# Problem to solve
For each record below, give an exact transcription.

── Source information ──

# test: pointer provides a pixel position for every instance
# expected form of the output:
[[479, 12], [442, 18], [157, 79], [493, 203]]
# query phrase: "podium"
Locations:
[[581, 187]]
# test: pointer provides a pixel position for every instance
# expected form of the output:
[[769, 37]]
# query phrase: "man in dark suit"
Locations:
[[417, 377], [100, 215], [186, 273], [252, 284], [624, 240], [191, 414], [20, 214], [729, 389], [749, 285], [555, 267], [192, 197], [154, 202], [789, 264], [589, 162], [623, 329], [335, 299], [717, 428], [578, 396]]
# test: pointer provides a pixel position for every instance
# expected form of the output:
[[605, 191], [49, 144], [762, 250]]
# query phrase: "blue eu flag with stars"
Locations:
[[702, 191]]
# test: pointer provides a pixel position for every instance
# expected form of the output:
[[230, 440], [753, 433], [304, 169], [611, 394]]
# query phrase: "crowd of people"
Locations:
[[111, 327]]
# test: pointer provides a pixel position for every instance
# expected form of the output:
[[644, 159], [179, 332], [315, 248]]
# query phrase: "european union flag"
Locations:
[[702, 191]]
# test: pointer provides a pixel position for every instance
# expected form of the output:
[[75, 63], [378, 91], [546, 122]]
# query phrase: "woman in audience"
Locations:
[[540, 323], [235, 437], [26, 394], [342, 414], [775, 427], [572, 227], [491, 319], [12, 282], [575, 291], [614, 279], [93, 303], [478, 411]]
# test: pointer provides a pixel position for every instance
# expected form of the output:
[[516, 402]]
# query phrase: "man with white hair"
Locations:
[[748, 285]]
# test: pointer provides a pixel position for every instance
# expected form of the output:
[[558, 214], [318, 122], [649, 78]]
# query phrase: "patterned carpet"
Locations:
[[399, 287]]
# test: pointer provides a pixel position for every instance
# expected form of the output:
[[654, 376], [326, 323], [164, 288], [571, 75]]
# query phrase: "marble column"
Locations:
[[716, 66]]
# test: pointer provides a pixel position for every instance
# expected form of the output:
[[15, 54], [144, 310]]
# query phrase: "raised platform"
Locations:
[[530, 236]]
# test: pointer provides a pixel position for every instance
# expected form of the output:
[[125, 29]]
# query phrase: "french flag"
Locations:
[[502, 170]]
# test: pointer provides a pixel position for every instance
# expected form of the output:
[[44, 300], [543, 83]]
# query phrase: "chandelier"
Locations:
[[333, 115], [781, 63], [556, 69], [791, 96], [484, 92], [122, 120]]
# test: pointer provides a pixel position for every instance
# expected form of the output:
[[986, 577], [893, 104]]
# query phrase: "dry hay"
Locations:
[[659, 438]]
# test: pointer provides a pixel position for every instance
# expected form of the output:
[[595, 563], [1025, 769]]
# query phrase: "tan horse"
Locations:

───

# Result
# test: pointer provides a pixel position for every instance
# expected form of the output:
[[479, 12], [442, 18], [157, 79], [493, 203]]
# query phrase: "podium"
Locations:
[[581, 187]]
# test: pointer provides a pixel position for every instance
# expected form of the output:
[[769, 37]]
# query phrase: "man in dark suit"
Locations:
[[417, 377], [100, 215], [186, 273], [252, 284], [624, 240], [191, 414], [20, 214], [729, 389], [749, 285], [555, 267], [192, 197], [154, 202], [789, 264], [589, 162], [623, 329], [335, 299], [717, 428], [578, 396]]
# test: pointer provides a pixel position for every instance
# expected form of the output:
[[605, 191], [49, 144], [762, 250]]
# query phrase: "blue eu flag with stars"
Locations:
[[702, 191]]
# test: pointer provides a pixel position for every instance
# expected form of the output:
[[230, 440], [753, 433], [304, 169], [611, 394]]
# query phrase: "crowd of people"
Locations:
[[111, 327]]
# test: pointer provides a pixel position for every instance
# expected form of the output:
[[644, 159], [179, 332], [315, 248]]
# query phrase: "european union flag"
Locations:
[[702, 191]]
# test: pointer provides a pixel position for every instance
# expected form of the output:
[[75, 63], [378, 91], [546, 122]]
# query phrase: "woman in audience"
Locations:
[[540, 323], [235, 437], [26, 394], [342, 414], [775, 427], [572, 227], [491, 319], [12, 282], [575, 291], [614, 279], [93, 303], [478, 411]]
# test: pointer provides a pixel position for every instance
# expected form of the output:
[[516, 402]]
# query phrase: "man with white hair"
Locations:
[[748, 285]]
# test: pointer provides a pixel position for every instance
# expected form of the output:
[[558, 214], [318, 122], [649, 78]]
# query phrase: "patterned carpet"
Locations:
[[399, 287]]
# test: pointer provides a pixel position for every instance
# expected form of the output:
[[654, 376], [326, 323], [164, 288], [571, 75]]
# query phrase: "marble column"
Locations:
[[716, 66]]
# test: pointer provides a pixel position for every instance
# expected form of the output:
[[15, 54], [144, 310]]
# query phrase: "raised platform"
Locations:
[[530, 236]]
# test: pointer provides a pixel position for every instance
# expected form of the output:
[[125, 29]]
# query phrase: "french flag"
Locations:
[[502, 170]]
# test: pointer provides a pixel position for every instance
# expected form of the output:
[[44, 300], [543, 83]]
# query phrase: "chandelier"
Locations:
[[333, 115], [781, 63], [556, 69], [791, 96], [484, 92], [122, 120]]
# test: pointer provides a pixel position for every instance
# expected form of the output:
[[986, 577], [893, 104]]
# query phrase: "dry hay"
Locations:
[[659, 438]]
# test: pointer provides a pixel position for every instance
# expected form of the output:
[[595, 563], [1025, 769]]
# query phrase: "tan horse"
Locations:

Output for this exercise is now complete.